**Short task:**
Copy each of the rows below word for word, omitting the pictures.

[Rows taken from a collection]
┌──

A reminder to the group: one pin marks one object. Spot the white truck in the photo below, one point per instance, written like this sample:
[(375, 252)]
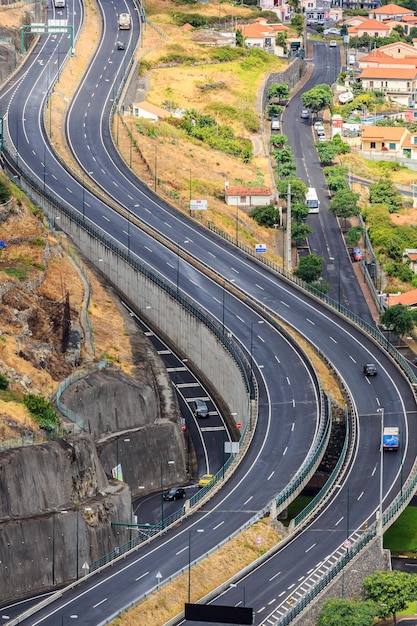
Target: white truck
[(124, 21), (391, 438)]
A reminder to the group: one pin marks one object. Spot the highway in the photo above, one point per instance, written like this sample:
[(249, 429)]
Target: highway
[(289, 398)]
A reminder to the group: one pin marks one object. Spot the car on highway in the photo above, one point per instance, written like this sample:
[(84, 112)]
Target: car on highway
[(200, 408), (369, 369), (175, 493), (206, 479)]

└──

**In response:**
A reminder to the group: one pin marks one object. Spot the white truck in the photo below, one point per instance, written like this sample:
[(375, 252)]
Target: white truck
[(124, 21), (391, 438)]
A reminder to the group: one pin marks one object. Spot the highway in the photo above, one point per instance, written like this sample:
[(249, 429)]
Target: highway
[(289, 398)]
A reminder to the group: one pin marks one object. Spot the car on highway in the photo above, one point per instance, written like this sample:
[(84, 112)]
Target: car on highway
[(200, 408), (369, 369), (175, 493), (206, 479)]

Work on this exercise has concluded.